*Records supplied*.
● ● ● ● ●

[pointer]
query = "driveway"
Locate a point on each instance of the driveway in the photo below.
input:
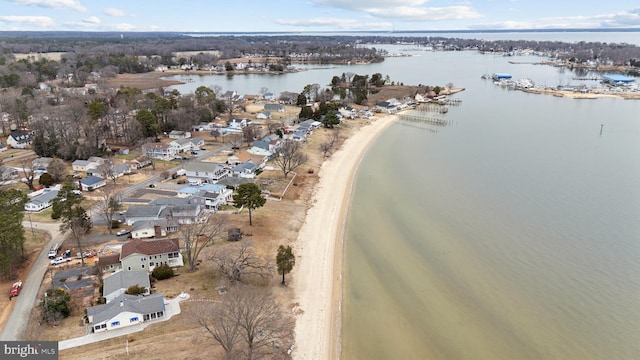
(172, 307)
(28, 296)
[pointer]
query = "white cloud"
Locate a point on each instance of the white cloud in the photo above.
(40, 21)
(407, 10)
(344, 24)
(54, 4)
(93, 20)
(115, 12)
(626, 19)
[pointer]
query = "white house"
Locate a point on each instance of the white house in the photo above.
(180, 145)
(199, 172)
(177, 134)
(42, 201)
(118, 283)
(126, 310)
(91, 183)
(19, 140)
(158, 151)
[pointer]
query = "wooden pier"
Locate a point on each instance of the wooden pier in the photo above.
(422, 118)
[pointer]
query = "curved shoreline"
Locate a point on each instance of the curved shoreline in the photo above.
(318, 279)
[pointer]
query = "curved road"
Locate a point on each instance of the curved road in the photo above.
(27, 300)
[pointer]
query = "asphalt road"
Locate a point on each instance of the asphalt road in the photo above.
(28, 299)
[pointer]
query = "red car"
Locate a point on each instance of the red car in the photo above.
(15, 289)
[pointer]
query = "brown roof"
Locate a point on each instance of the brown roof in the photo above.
(149, 247)
(244, 156)
(111, 259)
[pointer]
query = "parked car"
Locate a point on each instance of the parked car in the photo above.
(15, 289)
(60, 260)
(123, 232)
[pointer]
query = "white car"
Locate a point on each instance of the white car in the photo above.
(60, 260)
(123, 232)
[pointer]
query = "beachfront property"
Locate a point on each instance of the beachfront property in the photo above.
(125, 310)
(614, 79)
(42, 201)
(8, 173)
(145, 255)
(19, 140)
(91, 183)
(117, 283)
(177, 134)
(199, 172)
(159, 151)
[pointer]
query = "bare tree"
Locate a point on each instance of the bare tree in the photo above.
(262, 323)
(289, 157)
(234, 140)
(246, 313)
(106, 170)
(249, 133)
(108, 206)
(197, 236)
(28, 175)
(236, 260)
(221, 322)
(57, 169)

● ● ● ● ●

*Prompt*. Retype the records in full, exactly as given, and omit the pictures.

*Answer below*.
[pointer]
query = "driveway"
Locate a point on each instance of the driveway in the photo below.
input:
(172, 307)
(28, 296)
[pointer]
query = "white cloud"
Locate a point on each instance of the white cloud in the photo above.
(40, 21)
(407, 10)
(344, 24)
(54, 4)
(93, 20)
(115, 12)
(626, 19)
[pointer]
query = "white house"
Locate a point on each instance of the white house in the photo above.
(180, 145)
(199, 172)
(177, 134)
(42, 201)
(118, 283)
(126, 310)
(91, 183)
(19, 140)
(158, 151)
[pointer]
query = "wooden pier"
Locate a point on each instance of the wooden pier in the photo above.
(422, 118)
[pointer]
query = "curved shoreline"
Locate a point on each instance of the curved shoreline in the photo above.
(318, 279)
[pointer]
query = "curved road"
Locate a point on each instance of the curved road in the photo above.
(27, 300)
[pointer]
query = "asphalt road"
Locate a point on each instance of the asphalt road in the photo above.
(28, 299)
[pointer]
query = "red car"
Locate a point on each instance of the red car in the photo above.
(15, 289)
[pointer]
query = "brown roof"
Locate a point on each instance of the brown roof in the photo above.
(149, 247)
(244, 156)
(111, 259)
[pointer]
query = "parked car"
Locate a point on each instance of the parked car in the photo above.
(15, 289)
(60, 260)
(123, 232)
[pointer]
query = "white car"
Locate a point on each instance of the white car in the photo above.
(60, 260)
(123, 232)
[pointer]
query = "beachfront property"
Locate a point on each instance of the beachfront property in the photo above.
(125, 310)
(614, 79)
(42, 201)
(8, 173)
(145, 255)
(19, 140)
(91, 183)
(117, 283)
(177, 134)
(199, 172)
(159, 151)
[pointer]
query = "bare tree"
Locate a point on each instance of the bare tree in the photo above.
(262, 323)
(289, 157)
(234, 140)
(246, 313)
(106, 170)
(249, 133)
(108, 206)
(197, 236)
(28, 175)
(236, 260)
(221, 322)
(57, 169)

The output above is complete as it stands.